* Start SUPPLIED MATERIAL *

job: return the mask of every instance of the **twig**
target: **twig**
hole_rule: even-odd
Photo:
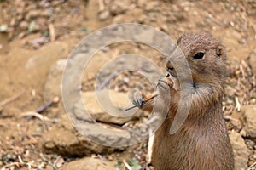
[[[100,12],[104,10],[105,6],[104,6],[103,0],[99,0],[99,8],[100,8]]]
[[[11,101],[14,101],[17,98],[19,98],[22,94],[24,93],[24,91],[21,91],[20,93],[19,94],[16,94],[15,95],[10,97],[10,98],[8,98],[3,101],[0,102],[0,106],[3,106],[3,105],[5,105],[6,104],[11,102]]]
[[[102,82],[102,83],[101,83],[96,89],[102,90],[106,86],[106,84],[108,84],[117,75],[117,73],[118,71],[115,71],[113,73],[109,75],[107,78],[105,78],[104,82]]]
[[[237,111],[240,111],[241,110],[241,104],[239,103],[239,100],[238,100],[238,98],[236,97],[235,98],[235,101],[236,101],[236,109]]]
[[[29,163],[15,162],[11,162],[8,165],[5,165],[4,167],[3,167],[1,168],[1,170],[7,170],[7,169],[9,169],[9,167],[14,167],[14,166],[16,167],[28,167],[28,169],[31,169],[31,167],[32,167]]]
[[[239,119],[236,119],[236,118],[234,118],[230,116],[228,116],[228,115],[224,116],[224,119],[227,120],[227,121],[234,121],[234,122],[240,122]]]
[[[253,167],[254,166],[256,167],[256,162],[253,165],[251,165],[247,170],[252,170],[252,167]]]
[[[41,107],[39,107],[36,112],[37,113],[41,113],[44,110],[45,110],[48,107],[49,107],[50,105],[52,105],[53,104],[56,104],[60,101],[60,98],[59,97],[55,97],[51,101],[47,102],[46,104],[44,104],[44,105],[42,105]]]
[[[154,98],[155,98],[156,96],[158,96],[158,94],[155,94],[155,95],[152,96],[151,98],[149,98],[148,99],[146,99],[145,101],[143,101],[143,103],[142,104],[142,106],[143,105],[145,105],[148,101],[149,101],[149,100],[153,99]],[[131,107],[129,107],[129,108],[125,109],[125,111],[128,111],[128,110],[130,110],[133,109],[133,108],[136,108],[136,107],[137,107],[137,105],[133,105]]]
[[[123,162],[128,170],[132,170],[132,167],[125,162],[125,160],[123,160]]]
[[[44,110],[45,110],[47,108],[49,108],[50,105],[53,104],[56,104],[60,101],[60,98],[58,96],[55,97],[51,101],[47,102],[38,109],[37,109],[35,111],[29,111],[24,113],[23,116],[28,116],[26,119],[29,121],[31,120],[33,116],[38,117],[38,119],[49,121],[49,119],[47,117],[44,117],[41,116],[39,113],[42,113]]]

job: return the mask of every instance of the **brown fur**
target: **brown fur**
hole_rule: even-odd
[[[181,98],[179,89],[174,88],[174,85],[178,87],[178,82],[173,82],[169,77],[159,82],[158,97],[162,99],[163,105],[166,95],[172,98],[168,116],[154,134],[153,166],[157,170],[234,169],[221,104],[225,75],[224,48],[218,39],[204,31],[183,35],[177,45],[191,69],[194,82],[187,95],[192,99],[192,106],[181,128],[171,135],[170,127]],[[198,52],[205,54],[203,59],[193,59]],[[172,68],[170,62],[166,66]],[[175,75],[175,69],[172,70],[170,73]],[[170,94],[166,94],[166,88],[170,89]],[[151,97],[143,94],[142,96],[144,99]],[[183,101],[186,102],[185,99]],[[154,101],[150,104],[151,109]]]

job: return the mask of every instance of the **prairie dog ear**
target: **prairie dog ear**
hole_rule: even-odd
[[[224,57],[224,49],[223,46],[218,46],[218,48],[216,48],[216,55],[218,58],[221,59]]]

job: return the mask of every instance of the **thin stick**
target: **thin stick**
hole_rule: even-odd
[[[153,99],[155,98],[156,96],[158,96],[158,94],[154,94],[154,96],[152,96],[152,97],[149,98],[148,99],[146,99],[146,100],[143,103],[142,105],[143,105],[144,104],[146,104],[148,101]],[[129,107],[129,108],[125,109],[125,111],[128,111],[128,110],[130,110],[133,109],[133,108],[136,108],[136,107],[137,107],[137,105],[133,105],[133,106],[131,106],[131,107]]]
[[[10,98],[8,98],[3,101],[0,102],[0,105],[3,106],[3,105],[5,105],[6,104],[11,102],[11,101],[14,101],[17,98],[19,98],[22,94],[24,93],[24,91],[21,91],[20,93],[19,94],[16,94],[15,95],[10,97]]]
[[[100,11],[102,11],[105,8],[104,2],[102,0],[99,0],[99,8],[100,8]]]
[[[96,88],[97,90],[102,90],[103,88],[117,75],[118,71],[115,71],[113,73],[109,75],[107,78],[105,78],[104,82],[100,84],[100,86]]]

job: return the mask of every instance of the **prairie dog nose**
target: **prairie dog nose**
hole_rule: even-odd
[[[172,63],[170,61],[167,61],[167,63],[166,64],[166,66],[167,68],[167,71],[174,70],[174,67],[173,67],[173,65],[172,65]]]

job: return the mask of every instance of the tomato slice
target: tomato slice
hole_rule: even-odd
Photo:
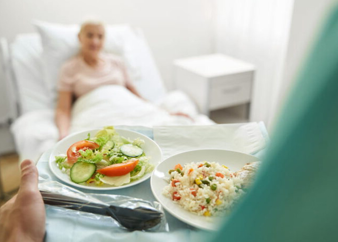
[[[79,150],[85,151],[89,149],[94,150],[97,149],[100,146],[95,142],[88,140],[78,141],[72,145],[67,151],[67,158],[68,163],[74,164],[77,161],[80,155]]]
[[[130,159],[125,163],[114,164],[99,169],[97,171],[108,176],[122,176],[134,170],[137,163],[138,160]]]

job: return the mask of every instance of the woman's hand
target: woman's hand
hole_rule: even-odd
[[[19,192],[0,208],[0,241],[43,240],[46,215],[38,177],[34,163],[24,161]]]
[[[55,123],[59,130],[59,140],[68,135],[70,126],[72,94],[70,91],[59,91],[55,111]]]

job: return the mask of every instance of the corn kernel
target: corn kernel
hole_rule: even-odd
[[[210,213],[210,212],[209,212],[208,210],[204,212],[204,213],[203,213],[203,215],[204,216],[211,216],[211,214]]]
[[[197,185],[200,185],[202,183],[202,182],[201,181],[201,179],[200,179],[199,177],[195,179],[195,182]]]

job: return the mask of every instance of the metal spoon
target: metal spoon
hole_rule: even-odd
[[[104,203],[96,203],[58,193],[40,191],[45,204],[109,216],[128,229],[142,230],[151,228],[162,219],[163,214],[144,207],[129,208]]]

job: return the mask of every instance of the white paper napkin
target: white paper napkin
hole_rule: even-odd
[[[222,149],[253,154],[266,146],[261,125],[257,123],[157,126],[153,128],[153,135],[162,150],[163,159],[200,149]]]

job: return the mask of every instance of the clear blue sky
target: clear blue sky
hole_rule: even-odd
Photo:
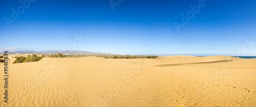
[[[76,50],[113,54],[232,55],[245,39],[256,42],[254,0],[205,0],[179,32],[174,23],[200,0],[113,1],[114,11],[109,0],[37,0],[22,13],[19,1],[1,1],[0,50],[61,50],[80,33],[87,39]],[[5,17],[14,21],[9,27]],[[245,55],[256,56],[253,46]]]

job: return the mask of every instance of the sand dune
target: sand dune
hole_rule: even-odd
[[[255,65],[223,56],[44,58],[9,65],[9,102],[0,106],[256,106]]]

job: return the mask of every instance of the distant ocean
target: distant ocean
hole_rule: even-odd
[[[198,57],[202,57],[202,56],[197,56]],[[233,56],[232,57],[237,57],[238,56]],[[238,56],[238,57],[241,58],[244,58],[244,59],[252,59],[252,58],[256,58],[256,56]]]

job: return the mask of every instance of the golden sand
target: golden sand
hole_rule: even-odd
[[[0,106],[256,106],[256,59],[44,58],[8,69]]]

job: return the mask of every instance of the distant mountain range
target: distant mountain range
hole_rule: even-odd
[[[60,53],[63,55],[80,55],[80,54],[112,54],[111,53],[102,53],[98,52],[93,52],[89,51],[61,51],[61,50],[49,50],[49,51],[13,51],[8,52],[8,54],[39,54],[44,55],[49,55],[51,54],[57,54],[57,53]],[[4,54],[4,52],[0,53],[0,54]]]

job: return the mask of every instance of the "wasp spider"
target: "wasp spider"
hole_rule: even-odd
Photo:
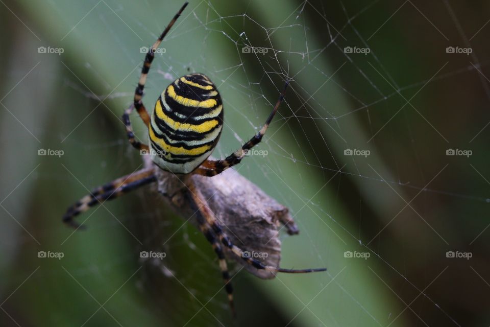
[[[283,100],[287,83],[260,131],[240,149],[222,160],[208,159],[221,134],[223,126],[223,105],[215,85],[207,76],[202,74],[192,74],[176,80],[165,89],[158,98],[151,116],[143,104],[143,90],[152,62],[155,58],[156,50],[187,4],[187,2],[184,4],[146,54],[135,91],[133,104],[125,111],[122,120],[126,126],[130,143],[140,151],[150,152],[155,164],[177,177],[179,181],[182,181],[183,187],[181,188],[185,188],[187,195],[192,202],[193,206],[198,208],[197,221],[200,229],[212,244],[217,255],[225,282],[225,289],[233,310],[233,291],[223,246],[242,259],[243,264],[273,273],[306,273],[322,271],[325,269],[286,269],[264,264],[244,255],[246,250],[231,242],[224,230],[226,226],[216,218],[201,191],[192,182],[192,179],[188,178],[192,174],[215,176],[239,163],[246,152],[262,139]],[[149,146],[135,139],[129,118],[130,114],[135,108],[148,127]],[[63,216],[63,221],[78,228],[80,225],[74,220],[74,218],[90,207],[156,181],[157,176],[155,170],[149,168],[118,178],[94,189],[90,194],[69,207]]]

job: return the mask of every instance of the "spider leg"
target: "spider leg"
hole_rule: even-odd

* End SUPPLIED MATERIAL *

▶ WHAT THE TASK REQUIRES
Extract every line in the records above that contains the word "napkin".

▶ RESULT OF THE EXERCISE
job: return the mask of every instance of the white paper napkin
target: white paper napkin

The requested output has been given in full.